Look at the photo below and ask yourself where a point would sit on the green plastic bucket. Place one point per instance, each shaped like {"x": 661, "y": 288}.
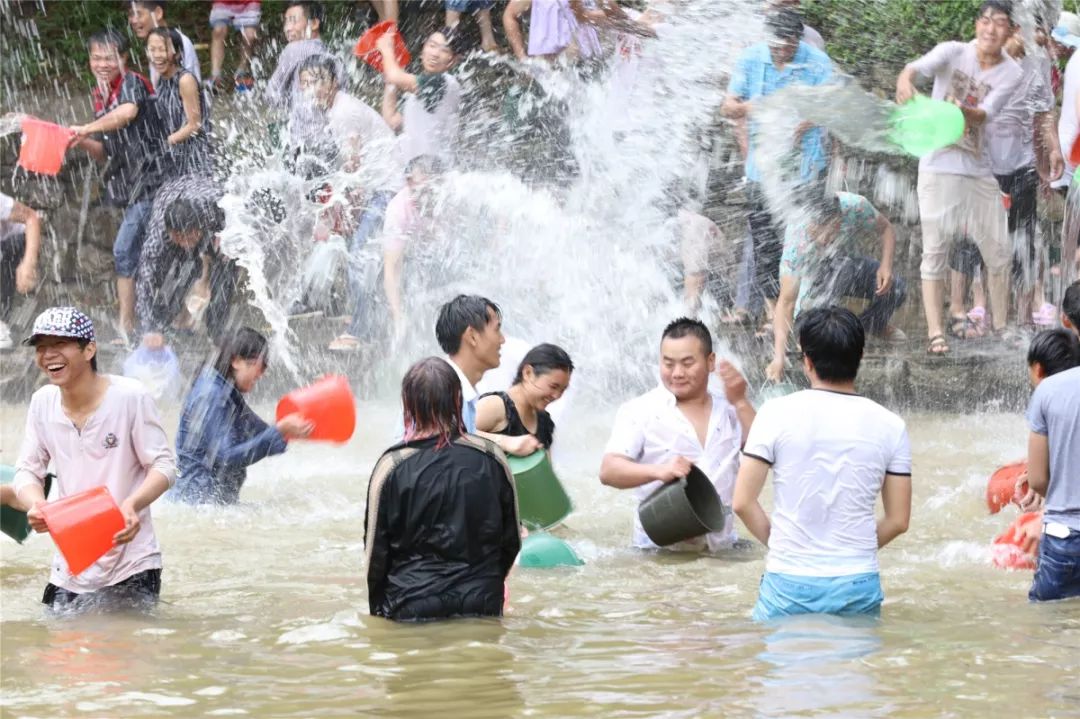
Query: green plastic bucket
{"x": 682, "y": 510}
{"x": 542, "y": 551}
{"x": 12, "y": 521}
{"x": 542, "y": 502}
{"x": 922, "y": 125}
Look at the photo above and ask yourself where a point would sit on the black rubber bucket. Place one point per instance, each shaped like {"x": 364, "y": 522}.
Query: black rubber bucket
{"x": 682, "y": 510}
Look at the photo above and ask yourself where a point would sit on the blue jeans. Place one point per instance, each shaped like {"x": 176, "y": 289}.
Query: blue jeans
{"x": 1057, "y": 569}
{"x": 469, "y": 5}
{"x": 130, "y": 236}
{"x": 784, "y": 595}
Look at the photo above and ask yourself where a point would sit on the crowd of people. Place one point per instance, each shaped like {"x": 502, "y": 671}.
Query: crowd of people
{"x": 442, "y": 527}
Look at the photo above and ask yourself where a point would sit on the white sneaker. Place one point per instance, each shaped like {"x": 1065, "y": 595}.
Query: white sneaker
{"x": 5, "y": 341}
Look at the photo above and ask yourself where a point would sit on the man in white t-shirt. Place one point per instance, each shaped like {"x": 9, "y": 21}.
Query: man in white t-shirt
{"x": 957, "y": 190}
{"x": 96, "y": 431}
{"x": 19, "y": 245}
{"x": 660, "y": 434}
{"x": 832, "y": 452}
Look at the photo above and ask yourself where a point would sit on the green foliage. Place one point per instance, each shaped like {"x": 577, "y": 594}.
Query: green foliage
{"x": 874, "y": 39}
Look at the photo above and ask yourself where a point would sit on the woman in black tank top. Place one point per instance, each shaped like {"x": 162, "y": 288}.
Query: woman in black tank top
{"x": 542, "y": 378}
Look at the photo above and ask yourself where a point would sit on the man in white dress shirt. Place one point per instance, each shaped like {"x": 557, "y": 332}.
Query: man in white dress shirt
{"x": 660, "y": 434}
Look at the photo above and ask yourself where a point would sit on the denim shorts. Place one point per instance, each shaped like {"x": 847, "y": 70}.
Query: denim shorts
{"x": 469, "y": 5}
{"x": 784, "y": 595}
{"x": 1057, "y": 568}
{"x": 130, "y": 236}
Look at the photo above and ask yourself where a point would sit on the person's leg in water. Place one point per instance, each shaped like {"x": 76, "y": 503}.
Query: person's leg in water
{"x": 138, "y": 592}
{"x": 370, "y": 224}
{"x": 125, "y": 252}
{"x": 768, "y": 248}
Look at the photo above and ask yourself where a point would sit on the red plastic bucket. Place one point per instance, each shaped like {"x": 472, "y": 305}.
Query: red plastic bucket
{"x": 1001, "y": 488}
{"x": 83, "y": 526}
{"x": 1007, "y": 552}
{"x": 328, "y": 404}
{"x": 365, "y": 46}
{"x": 44, "y": 146}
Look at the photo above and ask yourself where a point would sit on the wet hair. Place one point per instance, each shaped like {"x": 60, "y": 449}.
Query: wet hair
{"x": 544, "y": 358}
{"x": 245, "y": 343}
{"x": 833, "y": 338}
{"x": 784, "y": 24}
{"x": 431, "y": 398}
{"x": 456, "y": 39}
{"x": 1003, "y": 7}
{"x": 173, "y": 36}
{"x": 322, "y": 65}
{"x": 459, "y": 314}
{"x": 313, "y": 11}
{"x": 1070, "y": 304}
{"x": 93, "y": 361}
{"x": 151, "y": 4}
{"x": 428, "y": 164}
{"x": 185, "y": 214}
{"x": 1055, "y": 350}
{"x": 109, "y": 37}
{"x": 688, "y": 327}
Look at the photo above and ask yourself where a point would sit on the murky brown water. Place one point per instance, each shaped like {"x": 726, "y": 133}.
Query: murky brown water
{"x": 265, "y": 613}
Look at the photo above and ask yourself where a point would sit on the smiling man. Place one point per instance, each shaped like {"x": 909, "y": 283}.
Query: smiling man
{"x": 660, "y": 434}
{"x": 97, "y": 431}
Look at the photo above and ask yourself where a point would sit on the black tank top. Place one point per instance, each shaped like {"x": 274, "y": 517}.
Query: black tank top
{"x": 545, "y": 426}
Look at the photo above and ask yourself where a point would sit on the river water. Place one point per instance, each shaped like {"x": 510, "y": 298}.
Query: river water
{"x": 264, "y": 611}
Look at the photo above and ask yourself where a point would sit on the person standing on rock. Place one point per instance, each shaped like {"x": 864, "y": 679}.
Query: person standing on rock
{"x": 126, "y": 135}
{"x": 19, "y": 245}
{"x": 96, "y": 431}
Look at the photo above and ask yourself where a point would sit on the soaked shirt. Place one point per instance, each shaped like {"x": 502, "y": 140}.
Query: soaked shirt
{"x": 959, "y": 77}
{"x": 134, "y": 152}
{"x": 755, "y": 76}
{"x": 120, "y": 443}
{"x": 804, "y": 258}
{"x": 829, "y": 452}
{"x": 651, "y": 430}
{"x": 192, "y": 154}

____________________

• Task: When you copy the data above, keep each line exact and omit the pictures.

• Solution to the problem:
Look at the photo below and ask yourself where a point would sit on the green plastic bucket. Place one point per instance, each shaped like {"x": 661, "y": 288}.
Query: green plastic bucket
{"x": 682, "y": 510}
{"x": 542, "y": 551}
{"x": 12, "y": 521}
{"x": 542, "y": 502}
{"x": 922, "y": 125}
Look at the photo above and ask yourself where a point would sit on the black rubber bucket. Place one point per instance, each shaped like {"x": 364, "y": 522}.
Query: black rubber bucket
{"x": 682, "y": 510}
Look at the photo above and ask yourself where a point would sit on the blue jeans. Place one point per instance, each shaped like {"x": 176, "y": 289}.
Query: blue jeans
{"x": 1057, "y": 569}
{"x": 469, "y": 5}
{"x": 130, "y": 236}
{"x": 784, "y": 595}
Look at the photo above and ask yourself where a point would sit on the crowd of people. Place one point per instance, each shaped like {"x": 502, "y": 671}.
Query: crowd of people
{"x": 442, "y": 527}
Look at the photo above and ask yourself where a point would sit on the white sneaker. Place one point per instance, each shaped like {"x": 1065, "y": 595}.
Query: white sneaker
{"x": 5, "y": 341}
Look at the photo above and ask yourself where a point would sit on the man in white t-shirt. Place one point per instance, each shaped like {"x": 9, "y": 21}.
Query: man in white t-shirt
{"x": 957, "y": 190}
{"x": 96, "y": 431}
{"x": 19, "y": 245}
{"x": 660, "y": 434}
{"x": 832, "y": 452}
Look at the photo above and ask yourself where a point would sit on the green foliage. Place one point per instance, each shaped like {"x": 577, "y": 594}.
Query: green foliage
{"x": 874, "y": 39}
Look at the photo above and ask yourself where a point would sit on the woman in black tank top. Place one point per instance, each shaped like {"x": 162, "y": 288}.
Query: woman in black tank top
{"x": 542, "y": 378}
Look at the photo above and ask yourself where a point would sit on the man in white dress shirt. Place one point per instance, each shaped like {"x": 557, "y": 332}.
Query: man in white dress shirt
{"x": 660, "y": 434}
Look at the photo above and ask yourself where a point would sit on the denim shorts. Place one point per instance, each shaped like {"x": 847, "y": 70}.
Query: denim shorts
{"x": 469, "y": 5}
{"x": 784, "y": 595}
{"x": 1057, "y": 568}
{"x": 130, "y": 236}
Look at the photo above and ask yourself where a point would sit on the person's leg in water. Place one point per instance, each shaped like {"x": 76, "y": 503}.
Query: person's leg in water
{"x": 138, "y": 592}
{"x": 370, "y": 224}
{"x": 125, "y": 252}
{"x": 768, "y": 248}
Look at the photo above and ask yourself where a point would sit on the red plastic bucket. Place one point per instance, each shaped like {"x": 472, "y": 305}.
Query: red plastic bucket
{"x": 1001, "y": 488}
{"x": 83, "y": 526}
{"x": 1007, "y": 552}
{"x": 328, "y": 404}
{"x": 365, "y": 46}
{"x": 44, "y": 146}
Look at the photo above and ask yourself where a point would sit on the wet hair. Place one point per instance, each shaped like {"x": 60, "y": 449}.
Query: wet hair
{"x": 544, "y": 358}
{"x": 245, "y": 343}
{"x": 833, "y": 338}
{"x": 784, "y": 24}
{"x": 431, "y": 398}
{"x": 456, "y": 39}
{"x": 1003, "y": 7}
{"x": 173, "y": 36}
{"x": 322, "y": 65}
{"x": 459, "y": 314}
{"x": 313, "y": 11}
{"x": 1070, "y": 304}
{"x": 93, "y": 361}
{"x": 151, "y": 4}
{"x": 428, "y": 164}
{"x": 185, "y": 214}
{"x": 1055, "y": 350}
{"x": 109, "y": 37}
{"x": 688, "y": 327}
Look at the photo above and ask yourself where a point would sit on the murky brown water. Place one point per instance, each shaped like {"x": 726, "y": 133}.
Query: murky brown water
{"x": 265, "y": 613}
Look at the photo above and ask yourself where a point would sit on the smiling man. Place one point per instance, each shaped like {"x": 909, "y": 283}.
Query: smiling man
{"x": 660, "y": 434}
{"x": 97, "y": 431}
Look at the photo above and ask yourself where a point would sit on the black tank top. Place one point per instance, each shaped like {"x": 274, "y": 517}.
Query: black tank top
{"x": 545, "y": 426}
Look at the photo above and ask yourself where a point would sit on the river water. Place one point per instance, each shaped like {"x": 510, "y": 298}.
Query: river water
{"x": 264, "y": 611}
Look at the photo above and ask yourself where a point would sit on the person standing on rock. Place one point per instance, each shaped like {"x": 864, "y": 679}.
Query: person standing on rock
{"x": 126, "y": 135}
{"x": 19, "y": 245}
{"x": 96, "y": 431}
Look at the photo above and ask yourself where a point would sit on the soaked shirt. Place one point per instance, each shaped like {"x": 502, "y": 140}.
Query: soaked shirt
{"x": 959, "y": 77}
{"x": 134, "y": 152}
{"x": 755, "y": 76}
{"x": 120, "y": 443}
{"x": 804, "y": 258}
{"x": 829, "y": 452}
{"x": 651, "y": 430}
{"x": 192, "y": 154}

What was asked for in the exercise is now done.